THE TASK
Pull every line containing the word "clicks" from the records.

DATA RECORDS
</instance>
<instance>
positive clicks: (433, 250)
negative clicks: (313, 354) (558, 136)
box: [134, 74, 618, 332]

EXERCISE RESPONSE
positive clicks: (433, 250)
negative clicks: (313, 354) (558, 136)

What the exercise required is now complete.